Data excerpts
· · ·

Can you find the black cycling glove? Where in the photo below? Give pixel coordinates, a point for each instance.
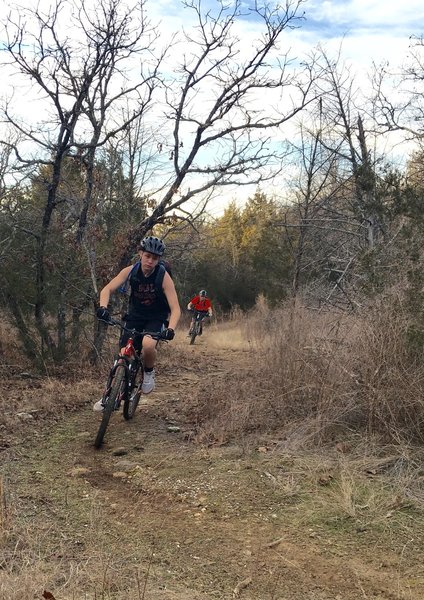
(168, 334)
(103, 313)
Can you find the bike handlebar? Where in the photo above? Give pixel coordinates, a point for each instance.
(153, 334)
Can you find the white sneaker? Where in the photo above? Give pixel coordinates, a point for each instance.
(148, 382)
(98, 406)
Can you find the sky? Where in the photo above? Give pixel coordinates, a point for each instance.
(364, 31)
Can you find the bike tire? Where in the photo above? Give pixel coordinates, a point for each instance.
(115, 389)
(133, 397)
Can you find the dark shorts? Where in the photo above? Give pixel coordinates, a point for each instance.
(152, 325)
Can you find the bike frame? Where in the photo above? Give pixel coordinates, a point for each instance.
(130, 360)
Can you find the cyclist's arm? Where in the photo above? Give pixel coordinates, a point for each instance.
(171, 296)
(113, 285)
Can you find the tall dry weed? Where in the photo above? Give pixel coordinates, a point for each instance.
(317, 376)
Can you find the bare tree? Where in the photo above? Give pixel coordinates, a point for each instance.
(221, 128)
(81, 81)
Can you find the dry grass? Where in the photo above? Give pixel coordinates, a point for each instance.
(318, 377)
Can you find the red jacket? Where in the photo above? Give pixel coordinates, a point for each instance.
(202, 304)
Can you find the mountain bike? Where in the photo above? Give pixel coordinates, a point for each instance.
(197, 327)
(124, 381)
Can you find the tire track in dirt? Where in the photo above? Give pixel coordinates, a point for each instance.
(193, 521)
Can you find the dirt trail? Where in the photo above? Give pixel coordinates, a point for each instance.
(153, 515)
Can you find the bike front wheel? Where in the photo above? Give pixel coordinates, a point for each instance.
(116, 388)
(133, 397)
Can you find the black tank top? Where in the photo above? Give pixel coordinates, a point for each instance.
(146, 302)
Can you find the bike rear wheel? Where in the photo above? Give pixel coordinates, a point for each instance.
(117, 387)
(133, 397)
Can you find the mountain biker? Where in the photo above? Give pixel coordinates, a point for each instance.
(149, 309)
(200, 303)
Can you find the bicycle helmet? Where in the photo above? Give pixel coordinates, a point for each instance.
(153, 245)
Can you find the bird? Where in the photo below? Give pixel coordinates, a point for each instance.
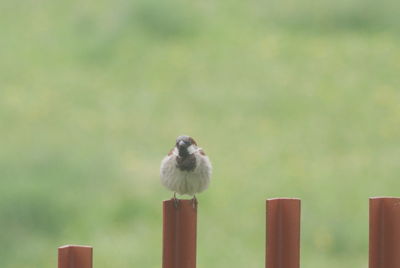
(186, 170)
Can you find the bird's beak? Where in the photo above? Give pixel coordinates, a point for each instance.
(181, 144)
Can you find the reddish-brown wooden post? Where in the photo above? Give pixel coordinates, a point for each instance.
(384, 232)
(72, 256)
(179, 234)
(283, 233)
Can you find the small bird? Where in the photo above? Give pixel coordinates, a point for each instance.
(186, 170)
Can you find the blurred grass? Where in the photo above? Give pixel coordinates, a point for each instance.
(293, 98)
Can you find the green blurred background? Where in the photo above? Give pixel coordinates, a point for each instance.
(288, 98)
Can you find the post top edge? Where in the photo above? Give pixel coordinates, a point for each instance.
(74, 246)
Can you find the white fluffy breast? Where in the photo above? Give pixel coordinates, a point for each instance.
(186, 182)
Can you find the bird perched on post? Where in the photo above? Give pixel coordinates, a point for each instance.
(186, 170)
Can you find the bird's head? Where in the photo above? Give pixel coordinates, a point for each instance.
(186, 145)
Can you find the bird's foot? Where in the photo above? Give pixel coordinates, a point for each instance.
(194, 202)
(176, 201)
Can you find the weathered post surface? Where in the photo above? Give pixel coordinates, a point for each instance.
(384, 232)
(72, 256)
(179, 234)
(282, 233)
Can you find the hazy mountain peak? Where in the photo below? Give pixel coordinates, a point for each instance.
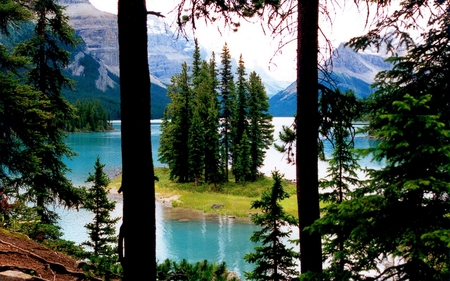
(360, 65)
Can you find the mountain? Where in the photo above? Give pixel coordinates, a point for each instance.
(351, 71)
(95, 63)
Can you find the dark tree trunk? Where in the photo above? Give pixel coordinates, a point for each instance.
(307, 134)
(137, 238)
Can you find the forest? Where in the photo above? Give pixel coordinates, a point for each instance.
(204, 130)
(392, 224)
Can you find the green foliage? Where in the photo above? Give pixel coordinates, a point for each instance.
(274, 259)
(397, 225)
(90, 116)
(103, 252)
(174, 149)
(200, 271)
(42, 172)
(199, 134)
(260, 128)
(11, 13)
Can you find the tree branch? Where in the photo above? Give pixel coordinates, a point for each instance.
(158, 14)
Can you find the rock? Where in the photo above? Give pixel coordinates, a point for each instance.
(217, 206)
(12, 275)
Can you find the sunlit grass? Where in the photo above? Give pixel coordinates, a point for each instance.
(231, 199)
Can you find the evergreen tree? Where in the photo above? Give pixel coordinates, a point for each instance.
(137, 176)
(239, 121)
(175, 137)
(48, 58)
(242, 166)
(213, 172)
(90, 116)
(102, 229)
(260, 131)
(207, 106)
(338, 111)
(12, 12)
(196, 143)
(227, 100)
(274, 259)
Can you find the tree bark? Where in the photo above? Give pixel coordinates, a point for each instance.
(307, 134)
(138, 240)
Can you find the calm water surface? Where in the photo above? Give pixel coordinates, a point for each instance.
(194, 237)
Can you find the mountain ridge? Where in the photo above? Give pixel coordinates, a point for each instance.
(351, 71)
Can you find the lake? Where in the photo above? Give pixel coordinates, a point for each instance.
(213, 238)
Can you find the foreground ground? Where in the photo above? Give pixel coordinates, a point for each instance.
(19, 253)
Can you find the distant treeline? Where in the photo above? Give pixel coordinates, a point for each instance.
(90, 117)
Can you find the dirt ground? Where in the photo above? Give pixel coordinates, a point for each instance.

· · ·

Exercise aim
Set down the material exactly, every line of it, except for the pictures.

Output for this exercise
Can you find the black cycling glove? Where in the photo below? Give pixel coordinates, a point for each instance.
(168, 334)
(103, 313)
Can you find the bike handlebar? Where in the photo above? Give pixel coordinates, a point for each instance.
(153, 334)
Can you find the white sneaker? Where in the photo above? Give pixel coordinates, a point for each instance.
(148, 382)
(98, 406)
Can you find the sky? Where in the photo above? Give pixel coordinates, a point for each instance.
(364, 31)
Can you find the bike tire? Where in the photo above? Give pixel coordinates, a point for each instance.
(115, 389)
(133, 397)
Can you find the dark shorts? Where in the photo above? Give pixel coordinates, a point for each instance.
(152, 325)
Can you find the bike frame? Where in the photo above? Give pixel coordinates, a point for each instance.
(130, 360)
Can you find the cyclist's arm? Where in the photo above? Give pixel coordinates, a point for each instance.
(171, 296)
(113, 285)
Can you find the tall dry weed? Where in the photo above? Give pixel coordinates, a point for each instance.
(317, 376)
Can you find the bare tree? Where in the photo above? Give pixel coordinates, a point for each instance.
(221, 128)
(81, 81)
Can you find the dry grass? Where in the photo above? Give pixel coordinates, a point for each instance.
(318, 377)
Can you find the red jacket? Where in the photo above? Give pixel coordinates, a point for each instance.
(202, 304)
Can you find the mountain bike? Where in the photo above? Give pixel coordinates, a point for each instance.
(197, 327)
(124, 381)
Can you find the tire track in dirt? Where in the photo above? Give pixel coordinates, a point for each instance.
(193, 521)
Can you find the dirt trail? Where in the photo above? Give pixel coordinates, a point for each instance.
(153, 515)
Can you find the bike front wheel? Where in the photo above? Give pixel coordinates, a point for each instance.
(116, 388)
(133, 397)
Can you find the black tank top? Where in the photo above? Give pixel coordinates, a point for each instance.
(146, 302)
Can you find the bike rear wheel? Where in the photo above? Give pixel coordinates, a point for each instance.
(117, 387)
(133, 397)
Can you find the mountain biker? Where in the photo above? Give pixel coordinates, a point for each instance.
(149, 309)
(200, 303)
Can you find the bicycle helmet? Where in the photo above? Give pixel coordinates, a point for each instance.
(153, 245)
Can you find the bird? Where in the photo below? Give pixel coordinates, a point for each instance.
(186, 170)
Can you find the bird's beak? Where in the photo above? Give pixel coordinates, a point for each instance.
(181, 144)
Can you find the reddish-brown wooden post? Where in the photo above? Give pixel coordinates, a point for each instance.
(384, 232)
(72, 256)
(179, 234)
(283, 233)
Can you find the small bird? Where in the photo above? Give pixel coordinates, a point for each instance.
(186, 170)
Can you find the blurred grass? Where in the photo above? Give pixel coordinates, a point for each instance.
(293, 98)
Can you find the green blurred background? Where in the photo above? Give pixel coordinates, a point for each instance.
(288, 98)
Can you find the post top edge? Where in the photo above? Give pixel coordinates, a point for each instance.
(74, 246)
Can you find the white fluffy breast? Where in the photo above? Give pixel coordinates, a point for each instance.
(186, 182)
Can you find the bird perched on post? Where in the photo above? Give pixel coordinates, a point for each instance.
(186, 170)
Can you find the bird's head? Where in the photo above? Give pixel coordinates, a point for each instance.
(186, 145)
Can you find the bird's foot? Where in the photo above? Give pixel coordinates, a point for each instance.
(194, 202)
(176, 201)
Can you find the weathered post surface? Where in the photo above? Give pixel coordinates, a point for each instance.
(384, 232)
(72, 256)
(179, 234)
(282, 233)
Can you find the hazy mountain peak? Where in the photo below? Give pixel coordinates, a point for each instance.
(360, 65)
Can you find the mountain? Where in the photo above? Give pixel coordinates, a point for each instance.
(351, 71)
(95, 63)
Can you find the dark tree trunk? Where in the photo above? Give pixel coordinates, a point for each instance.
(307, 134)
(137, 238)
Can you find the forest? Where in the photo above? Give pixel coordinates, a point for each instance.
(204, 130)
(392, 224)
Can you find the green foliage? Where in the photo above? Give pixel coordinates, a point for each instance.
(274, 259)
(397, 225)
(90, 116)
(103, 252)
(174, 149)
(200, 271)
(42, 172)
(199, 134)
(260, 128)
(11, 13)
Can you find the tree branch? Where in the photo above? Give pixel coordinates, a point for each instance.
(158, 14)
Can you find the rock? Where in the photo above? Give pixel coordinates, a point for each instance.
(217, 206)
(12, 275)
Can you find the sunlit grass? Where in the photo above? Give pixel coordinates, a point for each instance.
(231, 199)
Can you find the evergreen tree? Where in the photo above? Give pixel coordinates, a point for each instance.
(137, 176)
(239, 121)
(175, 137)
(48, 58)
(242, 166)
(213, 172)
(90, 116)
(102, 229)
(260, 131)
(207, 106)
(338, 111)
(12, 12)
(196, 143)
(227, 100)
(274, 259)
Can you find the tree bark? Where in the photo above? Give pixel coordinates, a point for each instance.
(307, 134)
(138, 240)
Can you find the calm water surface? Where in the photo above? Give pixel coordinates, a point for each instance.
(194, 237)
Can you find the mountain ridge? Where in the photo above? Give pixel coordinates, a point for each instance.
(351, 71)
Can you find the lake? Where in the photo above? Give pixel coordinates, a point for each instance.
(213, 238)
Can you find the foreground ground? Where in the photo above? Give pixel coordinates, a point for each instance.
(19, 253)
Can you find the distant treeline? Where in the photo above? Give pixel coordinates, a point for each instance.
(90, 117)
Can you find the dirt ground? Where in the photo above? Give pixel coordinates, a point for each instance.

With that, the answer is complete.